• **WRITTEN REQUEST**
Copy out every line below that contains the word "wooden", in full and in the order the lines appear.

-- start MATERIAL FOR THIS TASK --

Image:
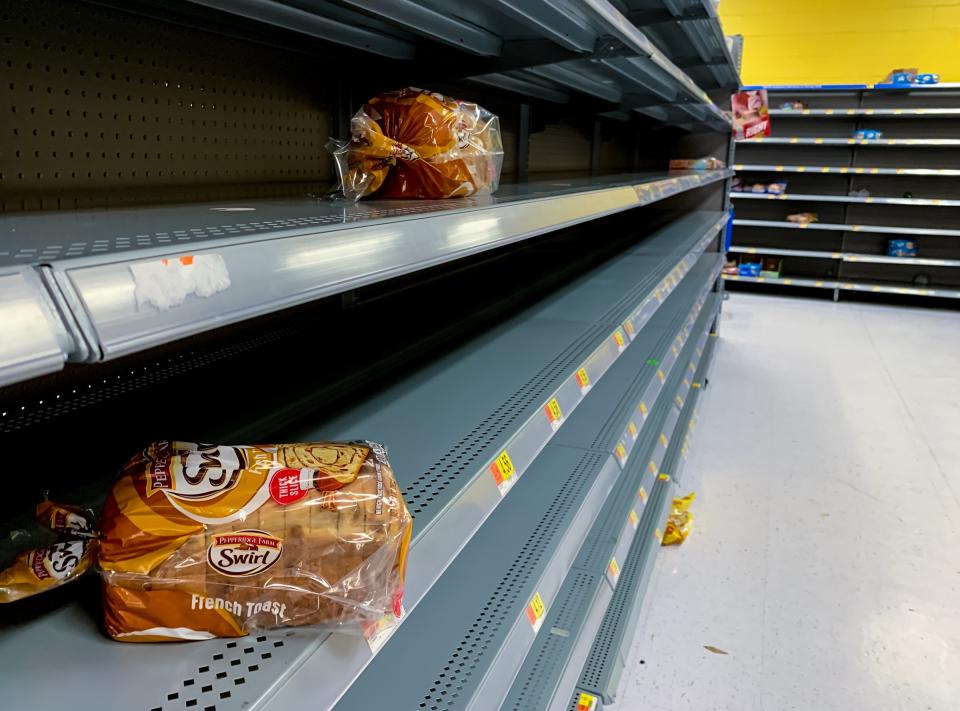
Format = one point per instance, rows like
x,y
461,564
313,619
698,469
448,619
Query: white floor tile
x,y
825,553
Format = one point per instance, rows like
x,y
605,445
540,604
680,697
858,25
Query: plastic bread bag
x,y
413,143
44,568
203,541
679,522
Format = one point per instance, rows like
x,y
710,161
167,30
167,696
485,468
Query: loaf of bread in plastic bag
x,y
202,541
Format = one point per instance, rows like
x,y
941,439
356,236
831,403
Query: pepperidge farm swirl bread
x,y
202,541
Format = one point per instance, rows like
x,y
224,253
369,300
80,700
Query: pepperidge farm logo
x,y
242,553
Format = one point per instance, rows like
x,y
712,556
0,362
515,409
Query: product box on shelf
x,y
770,267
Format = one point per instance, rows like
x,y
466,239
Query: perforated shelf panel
x,y
102,107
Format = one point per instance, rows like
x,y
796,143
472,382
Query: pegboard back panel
x,y
103,108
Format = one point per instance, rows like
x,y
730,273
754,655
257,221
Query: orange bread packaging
x,y
41,569
202,541
413,143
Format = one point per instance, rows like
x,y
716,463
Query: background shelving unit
x,y
452,331
909,174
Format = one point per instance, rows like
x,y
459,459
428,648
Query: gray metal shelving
x,y
843,170
576,41
532,427
847,286
469,409
879,113
872,142
848,199
274,253
601,670
861,195
846,256
832,227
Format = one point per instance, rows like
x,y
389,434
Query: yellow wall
x,y
843,41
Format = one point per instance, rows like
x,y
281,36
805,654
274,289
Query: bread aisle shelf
x,y
290,253
575,329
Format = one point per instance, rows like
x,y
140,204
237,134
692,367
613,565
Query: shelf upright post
x,y
523,142
596,141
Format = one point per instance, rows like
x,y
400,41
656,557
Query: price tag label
x,y
554,414
503,471
586,702
377,633
621,453
619,339
535,612
583,380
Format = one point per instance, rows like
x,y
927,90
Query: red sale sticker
x,y
285,486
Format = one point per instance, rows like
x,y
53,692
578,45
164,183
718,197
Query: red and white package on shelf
x,y
751,114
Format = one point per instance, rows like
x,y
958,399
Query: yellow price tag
x,y
535,611
586,702
583,379
502,468
621,452
554,413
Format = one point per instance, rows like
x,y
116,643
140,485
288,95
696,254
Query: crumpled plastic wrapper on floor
x,y
680,521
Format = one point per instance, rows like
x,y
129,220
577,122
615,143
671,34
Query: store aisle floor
x,y
825,554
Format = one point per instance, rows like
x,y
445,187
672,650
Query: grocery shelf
x,y
878,113
853,88
914,261
846,256
35,340
873,142
690,32
843,170
740,249
849,286
473,629
848,199
606,563
880,229
601,672
273,254
555,42
469,414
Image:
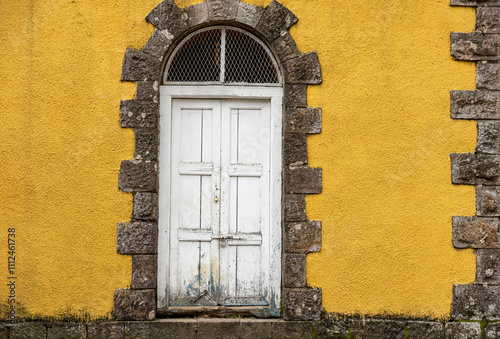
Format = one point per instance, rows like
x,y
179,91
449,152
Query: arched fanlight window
x,y
222,55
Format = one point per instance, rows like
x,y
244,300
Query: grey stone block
x,y
218,328
136,238
302,304
488,20
295,207
67,331
475,2
476,302
379,329
222,10
249,14
255,328
303,180
462,168
139,66
291,330
138,176
487,169
423,329
294,149
164,328
488,266
463,330
135,304
158,43
478,105
28,331
285,47
488,201
492,331
146,206
295,95
106,330
488,137
302,237
143,271
304,69
277,19
303,120
137,114
475,46
474,232
330,327
167,17
146,144
294,270
196,14
488,75
4,332
147,91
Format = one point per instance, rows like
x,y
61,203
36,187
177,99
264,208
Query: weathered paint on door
x,y
221,183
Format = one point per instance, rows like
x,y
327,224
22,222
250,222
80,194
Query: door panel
x,y
220,190
195,163
244,181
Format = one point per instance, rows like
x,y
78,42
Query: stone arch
x,y
140,176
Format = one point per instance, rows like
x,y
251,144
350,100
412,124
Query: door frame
x,y
273,93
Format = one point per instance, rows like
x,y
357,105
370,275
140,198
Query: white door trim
x,y
275,95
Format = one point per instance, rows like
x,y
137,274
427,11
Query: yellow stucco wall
x,y
387,196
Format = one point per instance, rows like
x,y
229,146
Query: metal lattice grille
x,y
247,61
222,55
198,59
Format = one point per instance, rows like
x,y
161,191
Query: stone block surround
x,y
480,300
140,175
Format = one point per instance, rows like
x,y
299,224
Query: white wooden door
x,y
219,242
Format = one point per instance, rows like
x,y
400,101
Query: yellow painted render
x,y
387,198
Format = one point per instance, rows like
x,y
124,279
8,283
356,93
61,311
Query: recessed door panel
x,y
222,204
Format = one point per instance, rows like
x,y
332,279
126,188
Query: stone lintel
x,y
303,180
135,304
476,302
295,207
136,238
302,304
488,137
488,266
474,232
146,144
138,114
143,271
475,105
222,10
304,69
303,120
475,46
475,3
488,75
488,201
294,270
294,149
302,237
138,176
275,21
139,66
249,14
167,17
145,206
488,20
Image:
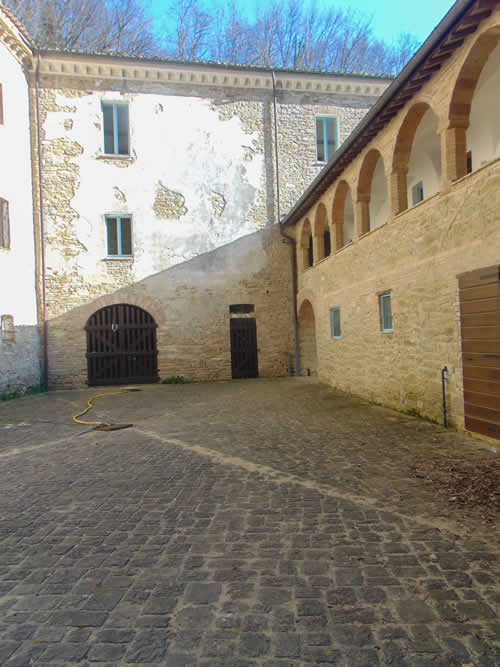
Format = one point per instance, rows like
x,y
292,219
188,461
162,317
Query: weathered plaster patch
x,y
218,202
119,195
249,113
168,204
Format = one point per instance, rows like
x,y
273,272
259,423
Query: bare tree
x,y
98,25
283,34
192,35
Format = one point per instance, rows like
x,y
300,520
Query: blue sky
x,y
389,17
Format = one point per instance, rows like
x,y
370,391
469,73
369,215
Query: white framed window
x,y
326,137
115,123
7,329
118,236
417,193
385,308
4,224
335,323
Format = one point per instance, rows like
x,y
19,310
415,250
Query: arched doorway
x,y
307,339
121,346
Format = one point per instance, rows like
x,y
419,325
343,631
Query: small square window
x,y
335,322
119,236
385,312
4,224
417,193
326,137
115,123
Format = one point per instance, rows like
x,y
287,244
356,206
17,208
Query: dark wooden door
x,y
480,322
121,346
243,347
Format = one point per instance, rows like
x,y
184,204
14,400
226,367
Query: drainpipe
x,y
443,389
289,240
42,229
276,149
293,259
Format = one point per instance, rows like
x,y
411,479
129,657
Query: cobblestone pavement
x,y
246,523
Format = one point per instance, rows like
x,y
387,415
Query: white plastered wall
x,y
177,142
483,134
379,205
348,218
425,158
19,358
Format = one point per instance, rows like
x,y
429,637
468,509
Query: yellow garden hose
x,y
89,405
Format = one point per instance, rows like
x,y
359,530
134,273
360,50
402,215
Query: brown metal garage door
x,y
480,320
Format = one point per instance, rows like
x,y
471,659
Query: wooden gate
x,y
121,346
480,321
243,347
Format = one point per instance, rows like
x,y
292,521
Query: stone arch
x,y
416,165
121,346
124,296
307,338
473,135
322,232
372,192
306,255
342,215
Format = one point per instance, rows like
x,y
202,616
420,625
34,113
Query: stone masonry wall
x,y
416,255
201,174
190,303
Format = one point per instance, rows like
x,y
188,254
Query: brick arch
x,y
364,190
402,152
462,97
322,232
305,245
338,213
124,297
307,338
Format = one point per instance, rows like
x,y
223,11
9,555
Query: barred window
x,y
4,224
7,328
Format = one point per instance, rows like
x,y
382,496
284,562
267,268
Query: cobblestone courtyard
x,y
266,522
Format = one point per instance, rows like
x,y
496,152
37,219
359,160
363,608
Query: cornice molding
x,y
13,39
71,66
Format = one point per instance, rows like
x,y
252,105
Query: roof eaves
x,y
22,30
213,63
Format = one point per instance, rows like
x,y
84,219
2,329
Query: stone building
x,y
398,238
148,172
158,186
19,336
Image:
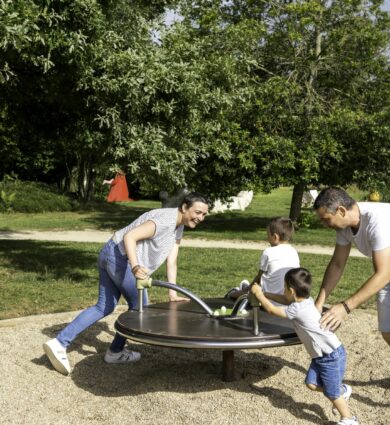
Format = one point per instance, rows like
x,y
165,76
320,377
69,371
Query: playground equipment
x,y
217,323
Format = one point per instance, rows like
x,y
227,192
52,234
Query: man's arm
x,y
381,261
279,298
380,278
333,273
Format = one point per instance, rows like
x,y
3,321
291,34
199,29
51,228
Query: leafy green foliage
x,y
29,197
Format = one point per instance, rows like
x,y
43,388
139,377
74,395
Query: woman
x,y
133,252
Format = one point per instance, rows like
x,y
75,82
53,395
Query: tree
x,y
313,64
53,54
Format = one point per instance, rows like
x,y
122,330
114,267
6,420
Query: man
x,y
367,224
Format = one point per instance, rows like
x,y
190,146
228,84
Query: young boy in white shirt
x,y
275,260
327,368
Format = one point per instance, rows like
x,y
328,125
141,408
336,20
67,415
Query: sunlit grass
x,y
44,277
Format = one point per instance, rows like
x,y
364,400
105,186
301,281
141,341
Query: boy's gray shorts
x,y
383,304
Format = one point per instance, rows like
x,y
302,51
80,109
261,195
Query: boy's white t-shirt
x,y
306,321
275,262
374,228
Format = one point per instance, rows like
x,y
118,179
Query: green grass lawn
x,y
239,225
44,277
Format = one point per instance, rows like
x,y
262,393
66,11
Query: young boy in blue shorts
x,y
326,371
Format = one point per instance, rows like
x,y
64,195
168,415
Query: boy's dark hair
x,y
281,226
193,197
333,197
300,280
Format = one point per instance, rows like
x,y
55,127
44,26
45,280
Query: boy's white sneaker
x,y
347,391
350,421
57,356
124,356
346,395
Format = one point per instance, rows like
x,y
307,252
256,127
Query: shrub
x,y
32,197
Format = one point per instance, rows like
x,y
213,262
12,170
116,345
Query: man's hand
x,y
255,288
332,318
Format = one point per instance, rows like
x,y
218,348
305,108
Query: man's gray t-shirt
x,y
152,252
306,321
374,229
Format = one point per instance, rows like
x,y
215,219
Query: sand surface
x,y
177,386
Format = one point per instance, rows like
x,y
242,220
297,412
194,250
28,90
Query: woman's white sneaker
x,y
57,356
350,421
124,356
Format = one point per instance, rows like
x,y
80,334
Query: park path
x,y
103,236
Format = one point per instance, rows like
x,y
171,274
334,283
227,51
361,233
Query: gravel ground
x,y
171,386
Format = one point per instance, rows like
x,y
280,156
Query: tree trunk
x,y
296,202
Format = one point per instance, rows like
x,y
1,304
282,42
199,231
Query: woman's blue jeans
x,y
115,279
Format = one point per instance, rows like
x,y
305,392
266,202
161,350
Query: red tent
x,y
119,191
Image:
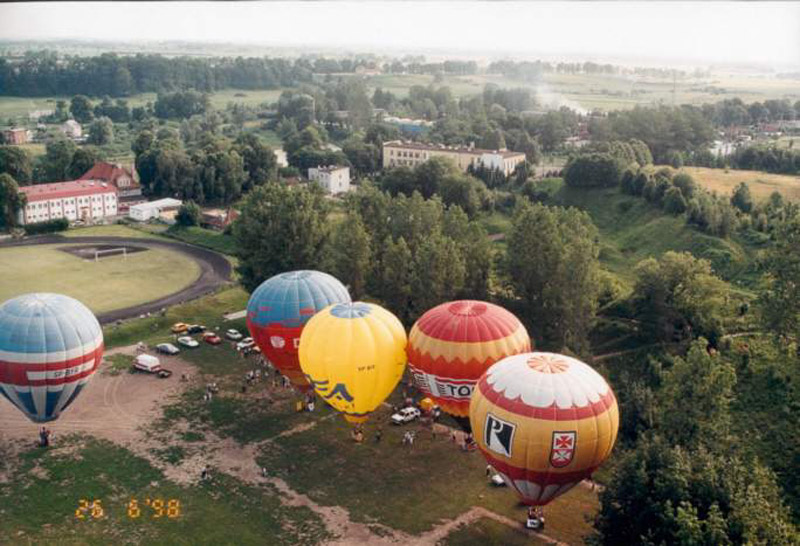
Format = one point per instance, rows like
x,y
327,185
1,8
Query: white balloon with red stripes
x,y
50,346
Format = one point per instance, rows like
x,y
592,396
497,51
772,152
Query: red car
x,y
212,338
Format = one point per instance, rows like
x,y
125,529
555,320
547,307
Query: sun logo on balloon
x,y
548,364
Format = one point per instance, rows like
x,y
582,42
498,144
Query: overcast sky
x,y
753,32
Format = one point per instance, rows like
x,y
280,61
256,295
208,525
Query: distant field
x,y
607,92
761,184
112,283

-- end MATERIAL FOR THIS TASK --

• **OUTPUT OF THE EXERCISE**
Query: white wooden door
Query: dark wooden door
Query: wooden gate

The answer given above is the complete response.